● **Stated problem**: Please reproduce the records verbatim from the start up to and including the line that contains "Query: green leafy tree".
◇ ◇ ◇ ◇ ◇
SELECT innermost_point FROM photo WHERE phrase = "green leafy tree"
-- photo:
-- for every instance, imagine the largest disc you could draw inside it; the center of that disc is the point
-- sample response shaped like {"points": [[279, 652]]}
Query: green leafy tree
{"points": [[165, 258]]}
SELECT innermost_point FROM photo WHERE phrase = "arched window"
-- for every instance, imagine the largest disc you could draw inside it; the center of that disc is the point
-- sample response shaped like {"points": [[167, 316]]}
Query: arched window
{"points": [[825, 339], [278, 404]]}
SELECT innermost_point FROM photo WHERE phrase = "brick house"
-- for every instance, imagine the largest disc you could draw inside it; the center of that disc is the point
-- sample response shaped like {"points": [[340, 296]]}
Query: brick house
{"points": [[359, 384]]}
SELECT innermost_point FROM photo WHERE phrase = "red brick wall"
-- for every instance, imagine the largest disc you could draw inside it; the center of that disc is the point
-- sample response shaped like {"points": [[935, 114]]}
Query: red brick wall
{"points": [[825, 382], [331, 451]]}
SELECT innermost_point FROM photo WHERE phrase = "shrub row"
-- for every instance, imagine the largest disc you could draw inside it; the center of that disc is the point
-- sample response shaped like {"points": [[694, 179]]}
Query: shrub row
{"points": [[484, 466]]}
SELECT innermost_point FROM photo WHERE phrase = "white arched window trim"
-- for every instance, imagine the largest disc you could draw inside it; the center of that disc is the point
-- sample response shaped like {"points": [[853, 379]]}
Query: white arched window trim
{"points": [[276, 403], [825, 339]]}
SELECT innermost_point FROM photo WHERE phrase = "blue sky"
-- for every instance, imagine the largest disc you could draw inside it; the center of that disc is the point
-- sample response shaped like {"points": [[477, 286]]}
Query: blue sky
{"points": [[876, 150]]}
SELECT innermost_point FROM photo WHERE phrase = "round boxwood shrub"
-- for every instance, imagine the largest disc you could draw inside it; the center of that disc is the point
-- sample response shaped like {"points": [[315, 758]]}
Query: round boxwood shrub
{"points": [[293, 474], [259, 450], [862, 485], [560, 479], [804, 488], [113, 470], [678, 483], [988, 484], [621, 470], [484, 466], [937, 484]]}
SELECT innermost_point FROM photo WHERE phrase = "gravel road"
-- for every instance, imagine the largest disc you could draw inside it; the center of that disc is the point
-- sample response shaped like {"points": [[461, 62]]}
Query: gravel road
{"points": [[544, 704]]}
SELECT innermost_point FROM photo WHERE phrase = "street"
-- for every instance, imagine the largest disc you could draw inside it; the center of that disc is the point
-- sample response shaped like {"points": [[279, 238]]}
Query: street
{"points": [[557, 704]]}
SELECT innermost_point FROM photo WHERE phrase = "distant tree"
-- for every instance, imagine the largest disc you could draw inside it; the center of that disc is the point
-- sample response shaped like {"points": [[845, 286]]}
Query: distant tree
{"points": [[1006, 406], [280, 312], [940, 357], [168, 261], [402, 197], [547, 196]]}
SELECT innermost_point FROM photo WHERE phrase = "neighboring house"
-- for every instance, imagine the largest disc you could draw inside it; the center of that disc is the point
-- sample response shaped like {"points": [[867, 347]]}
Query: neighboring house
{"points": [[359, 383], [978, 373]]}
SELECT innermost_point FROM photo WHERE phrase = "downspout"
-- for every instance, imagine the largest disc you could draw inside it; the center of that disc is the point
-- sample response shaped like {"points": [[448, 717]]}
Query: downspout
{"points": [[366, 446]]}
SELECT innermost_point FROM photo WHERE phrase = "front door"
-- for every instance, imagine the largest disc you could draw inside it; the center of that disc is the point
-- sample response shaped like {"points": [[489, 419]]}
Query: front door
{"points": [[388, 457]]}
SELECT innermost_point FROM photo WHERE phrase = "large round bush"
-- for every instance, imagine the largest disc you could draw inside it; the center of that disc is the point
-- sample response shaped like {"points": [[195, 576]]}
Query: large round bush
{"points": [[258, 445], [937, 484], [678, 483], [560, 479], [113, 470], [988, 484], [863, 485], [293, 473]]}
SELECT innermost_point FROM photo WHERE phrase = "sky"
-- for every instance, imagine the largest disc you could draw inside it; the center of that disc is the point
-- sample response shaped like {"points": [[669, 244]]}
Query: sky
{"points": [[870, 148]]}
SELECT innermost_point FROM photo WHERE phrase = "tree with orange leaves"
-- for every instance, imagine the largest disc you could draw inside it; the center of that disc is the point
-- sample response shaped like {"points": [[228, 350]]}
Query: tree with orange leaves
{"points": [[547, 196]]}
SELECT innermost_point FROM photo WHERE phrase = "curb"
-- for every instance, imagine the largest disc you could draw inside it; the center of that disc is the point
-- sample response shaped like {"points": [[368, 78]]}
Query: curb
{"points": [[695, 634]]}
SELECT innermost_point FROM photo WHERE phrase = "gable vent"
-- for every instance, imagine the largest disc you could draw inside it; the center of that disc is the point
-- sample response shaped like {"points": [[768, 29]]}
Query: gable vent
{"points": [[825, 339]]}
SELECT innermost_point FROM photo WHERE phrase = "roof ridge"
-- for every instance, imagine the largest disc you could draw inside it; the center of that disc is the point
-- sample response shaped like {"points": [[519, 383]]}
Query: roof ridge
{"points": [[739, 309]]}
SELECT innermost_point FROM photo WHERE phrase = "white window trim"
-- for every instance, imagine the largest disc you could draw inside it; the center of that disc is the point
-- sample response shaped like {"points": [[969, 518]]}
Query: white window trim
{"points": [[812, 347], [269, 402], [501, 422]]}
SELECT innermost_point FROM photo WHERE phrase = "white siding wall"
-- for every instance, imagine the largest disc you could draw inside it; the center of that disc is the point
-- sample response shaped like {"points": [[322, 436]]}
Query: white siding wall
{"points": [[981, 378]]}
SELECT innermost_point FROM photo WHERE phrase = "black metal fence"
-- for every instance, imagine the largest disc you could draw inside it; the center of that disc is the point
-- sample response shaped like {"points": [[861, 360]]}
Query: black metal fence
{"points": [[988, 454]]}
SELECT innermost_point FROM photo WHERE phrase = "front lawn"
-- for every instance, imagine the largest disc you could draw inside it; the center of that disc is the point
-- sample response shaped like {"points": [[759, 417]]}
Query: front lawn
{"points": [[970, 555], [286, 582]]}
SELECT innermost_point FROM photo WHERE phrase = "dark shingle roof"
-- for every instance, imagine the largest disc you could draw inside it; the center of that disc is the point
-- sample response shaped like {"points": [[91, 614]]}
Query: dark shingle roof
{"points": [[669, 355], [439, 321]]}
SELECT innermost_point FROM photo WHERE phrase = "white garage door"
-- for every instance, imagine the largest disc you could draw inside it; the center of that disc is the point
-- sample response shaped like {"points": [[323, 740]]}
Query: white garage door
◇ ◇ ◇ ◇ ◇
● **Reply**:
SELECT innermost_point FROM photo WHERE phrase = "green leafy tree"
-- photo:
-- for every instance, imagine the largest disc you could draw inside it; the center of that disc is the point
-- sample response shaped like {"points": [[279, 652]]}
Query: green leafy tree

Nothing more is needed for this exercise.